(Records contained in a dataset)
*-*-*

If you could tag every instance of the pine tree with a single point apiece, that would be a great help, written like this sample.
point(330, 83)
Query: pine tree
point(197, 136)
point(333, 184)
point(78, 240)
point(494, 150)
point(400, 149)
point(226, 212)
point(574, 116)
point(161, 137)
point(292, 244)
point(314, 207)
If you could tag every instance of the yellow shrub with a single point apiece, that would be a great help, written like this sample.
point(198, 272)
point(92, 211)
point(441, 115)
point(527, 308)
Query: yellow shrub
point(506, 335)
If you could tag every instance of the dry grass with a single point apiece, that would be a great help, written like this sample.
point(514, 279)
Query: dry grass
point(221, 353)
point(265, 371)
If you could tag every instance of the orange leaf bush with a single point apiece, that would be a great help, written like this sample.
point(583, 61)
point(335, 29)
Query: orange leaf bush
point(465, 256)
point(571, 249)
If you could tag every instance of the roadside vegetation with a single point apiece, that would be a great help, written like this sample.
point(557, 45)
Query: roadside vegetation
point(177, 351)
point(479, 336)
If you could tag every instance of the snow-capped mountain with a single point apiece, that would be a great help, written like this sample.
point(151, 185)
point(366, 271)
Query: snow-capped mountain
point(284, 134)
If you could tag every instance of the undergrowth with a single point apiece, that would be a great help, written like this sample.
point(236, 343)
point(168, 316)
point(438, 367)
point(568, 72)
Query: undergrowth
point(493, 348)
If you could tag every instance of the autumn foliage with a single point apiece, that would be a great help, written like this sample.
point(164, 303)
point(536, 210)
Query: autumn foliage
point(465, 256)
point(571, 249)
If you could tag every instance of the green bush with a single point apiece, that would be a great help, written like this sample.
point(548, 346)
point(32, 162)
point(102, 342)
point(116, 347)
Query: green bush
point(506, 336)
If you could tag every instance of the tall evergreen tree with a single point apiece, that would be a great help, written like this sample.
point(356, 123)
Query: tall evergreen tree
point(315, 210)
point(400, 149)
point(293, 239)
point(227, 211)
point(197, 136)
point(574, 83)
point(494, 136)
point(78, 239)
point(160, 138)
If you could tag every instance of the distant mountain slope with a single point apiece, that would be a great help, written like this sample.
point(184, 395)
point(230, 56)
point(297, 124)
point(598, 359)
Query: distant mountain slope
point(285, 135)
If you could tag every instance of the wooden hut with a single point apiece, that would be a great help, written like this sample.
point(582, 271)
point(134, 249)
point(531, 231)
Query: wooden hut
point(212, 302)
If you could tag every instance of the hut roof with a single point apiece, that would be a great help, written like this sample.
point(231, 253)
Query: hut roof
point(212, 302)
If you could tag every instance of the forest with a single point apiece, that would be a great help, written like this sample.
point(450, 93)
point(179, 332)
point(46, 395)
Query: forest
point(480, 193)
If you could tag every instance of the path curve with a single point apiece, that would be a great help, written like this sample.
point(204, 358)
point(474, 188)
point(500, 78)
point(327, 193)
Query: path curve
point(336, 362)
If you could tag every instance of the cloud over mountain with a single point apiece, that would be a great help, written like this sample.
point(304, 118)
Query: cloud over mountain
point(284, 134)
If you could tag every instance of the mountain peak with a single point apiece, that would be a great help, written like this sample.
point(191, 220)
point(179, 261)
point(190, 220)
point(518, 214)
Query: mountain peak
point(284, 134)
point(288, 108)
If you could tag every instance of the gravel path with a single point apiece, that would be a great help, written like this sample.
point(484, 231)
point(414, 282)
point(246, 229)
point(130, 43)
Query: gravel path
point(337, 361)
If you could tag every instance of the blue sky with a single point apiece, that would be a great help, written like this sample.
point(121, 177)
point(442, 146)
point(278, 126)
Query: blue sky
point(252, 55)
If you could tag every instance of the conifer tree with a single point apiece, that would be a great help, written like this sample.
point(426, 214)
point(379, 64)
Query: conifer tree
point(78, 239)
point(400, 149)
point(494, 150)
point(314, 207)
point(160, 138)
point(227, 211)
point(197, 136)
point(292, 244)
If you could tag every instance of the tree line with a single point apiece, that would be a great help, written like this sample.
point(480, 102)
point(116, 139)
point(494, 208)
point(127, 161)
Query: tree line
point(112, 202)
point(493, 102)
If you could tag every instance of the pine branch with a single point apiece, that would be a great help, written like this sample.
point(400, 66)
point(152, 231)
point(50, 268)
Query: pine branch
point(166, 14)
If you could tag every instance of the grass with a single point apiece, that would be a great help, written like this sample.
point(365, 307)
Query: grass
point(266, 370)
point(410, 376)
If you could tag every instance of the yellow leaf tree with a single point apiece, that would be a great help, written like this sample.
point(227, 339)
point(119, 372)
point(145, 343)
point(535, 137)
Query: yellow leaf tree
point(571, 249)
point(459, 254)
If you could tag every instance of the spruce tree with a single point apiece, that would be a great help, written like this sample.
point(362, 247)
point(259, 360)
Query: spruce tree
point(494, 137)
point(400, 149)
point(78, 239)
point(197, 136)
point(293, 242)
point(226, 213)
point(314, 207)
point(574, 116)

*-*-*

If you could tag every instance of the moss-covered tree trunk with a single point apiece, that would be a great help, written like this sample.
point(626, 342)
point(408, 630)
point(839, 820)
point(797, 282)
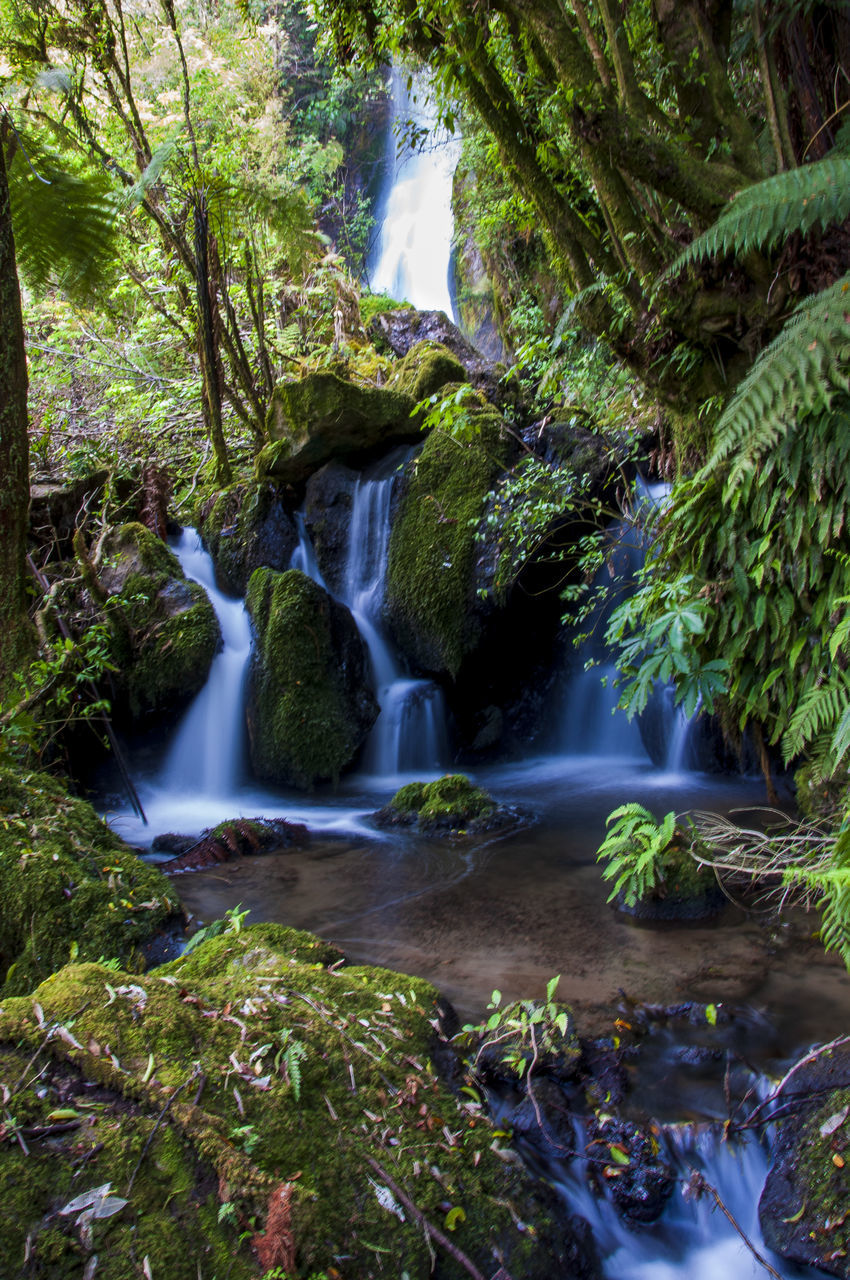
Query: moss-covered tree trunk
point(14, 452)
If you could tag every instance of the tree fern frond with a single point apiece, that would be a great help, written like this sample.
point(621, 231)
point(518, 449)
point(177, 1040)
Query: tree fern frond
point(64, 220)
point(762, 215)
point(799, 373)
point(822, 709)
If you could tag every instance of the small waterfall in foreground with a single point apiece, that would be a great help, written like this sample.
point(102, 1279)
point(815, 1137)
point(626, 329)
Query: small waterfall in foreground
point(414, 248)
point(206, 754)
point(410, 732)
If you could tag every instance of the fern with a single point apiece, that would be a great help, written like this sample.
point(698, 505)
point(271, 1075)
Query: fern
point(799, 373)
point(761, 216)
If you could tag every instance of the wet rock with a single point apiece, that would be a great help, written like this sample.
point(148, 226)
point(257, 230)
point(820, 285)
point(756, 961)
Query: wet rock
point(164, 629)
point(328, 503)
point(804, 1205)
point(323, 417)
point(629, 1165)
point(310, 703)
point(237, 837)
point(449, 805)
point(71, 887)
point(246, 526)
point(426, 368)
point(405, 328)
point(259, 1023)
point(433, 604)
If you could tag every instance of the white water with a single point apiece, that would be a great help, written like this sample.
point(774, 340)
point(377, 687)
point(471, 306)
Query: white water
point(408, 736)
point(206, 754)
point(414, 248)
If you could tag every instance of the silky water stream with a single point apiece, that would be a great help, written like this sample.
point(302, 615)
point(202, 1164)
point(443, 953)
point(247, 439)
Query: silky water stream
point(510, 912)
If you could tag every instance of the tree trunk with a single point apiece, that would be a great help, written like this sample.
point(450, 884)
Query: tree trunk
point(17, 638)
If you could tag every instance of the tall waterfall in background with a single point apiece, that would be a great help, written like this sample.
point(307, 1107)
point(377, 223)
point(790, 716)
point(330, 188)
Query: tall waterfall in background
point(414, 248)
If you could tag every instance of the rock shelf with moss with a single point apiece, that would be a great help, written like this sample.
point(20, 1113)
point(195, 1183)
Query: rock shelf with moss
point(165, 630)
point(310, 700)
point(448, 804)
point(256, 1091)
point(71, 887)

*-*-*

Print exactly the lines above, between the one holding "point(116, 347)" and the one holding "point(230, 56)", inclusive, and nothing besides.

point(116, 347)
Query: green bush
point(506, 336)
If you could tag every instance of the tall evergreen tree with a single point apiece, that would be a great help, written like this sample.
point(356, 123)
Query: tall evergreen tree
point(315, 210)
point(400, 149)
point(293, 239)
point(227, 211)
point(197, 136)
point(574, 83)
point(494, 136)
point(78, 239)
point(160, 138)
If you could tag every instance of the distant mountain slope with a single point apiece, that would be a great help, written like this sample.
point(184, 395)
point(230, 56)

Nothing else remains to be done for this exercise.